__Challenge 1__:
In the power chord text, what interval separates the two pitch classes of a power chord?
__Challenge 2__:
Extend the power chord text beyond its final sentence.

__Text segment__:
▶

In music, a power chord is an interval which serves the diatonic function of a major or minor chord. It consists of two pitches or three pitches with one doubled at the octave, and thus only two pitch classes. The pitch classes are separated by a perfect fifth, or its inversion, the perfect fourth. It is sometimes notated 5, as in C5 (C power chord).

Power chords are commonly used in various forms of rock music including hard rock, metal, and punk. The power chord's prevalence in these electric guitar-based styles is likely due to two reasons:

  • First, as it contains only two pitches, the power chord is the easiest chord to form on the guitar (requiring only two or three fingers) and easily movable anywhere on the neck. If the guitar is re-tuned in drop D , then its lowest strings form a D power chord already, which can be shifted up and down with a single finger.
  • Secondly, the distortion essential to rock guitar tone produces a great deal of harmonic overtones that tend to produce dissonance. The power chord contains the most consonant intervals in Western music: unison, octave, perfect 5th and perfect 4th. As a result, it largely avoids the noise produced by more complex chords on overdriven guitar.

◀

__Data excerpts__:
▶

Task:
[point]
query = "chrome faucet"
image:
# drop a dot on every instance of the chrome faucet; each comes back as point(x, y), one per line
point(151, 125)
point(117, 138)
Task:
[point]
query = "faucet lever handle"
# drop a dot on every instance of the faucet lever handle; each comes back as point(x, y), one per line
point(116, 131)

◀

__Exercise result 1__:
A perfect fifth, or its inversion, the perfect fourth.

__Exercise result 2__:
Shown are four examples of an F5 chord. The most common voicing is the 1-5 perfect fifth (A), to which the octave can be added, 1-5-1 (B). A perfect fourth 5-1 (C) is also a power chord, as it implies the "missing" lower 1 pitch, and indeed with enough distortion this lower pitch is sometimes audible. Finally, either or both of the pitches may be doubled an octave above or below (D is 5-1-5-1).

Since power chords lack a third, they are ambiguous as to mode: they are neither major or minor. However, the musical context often implies or provides a frame of reference for major or minor. For example, in the progression bVI-bVII-I, the I chord is implied to be minor by the bVI chord, and other instrumental parts may confirm this during the one chord by playing a minor third, or may contradict this by playing a major.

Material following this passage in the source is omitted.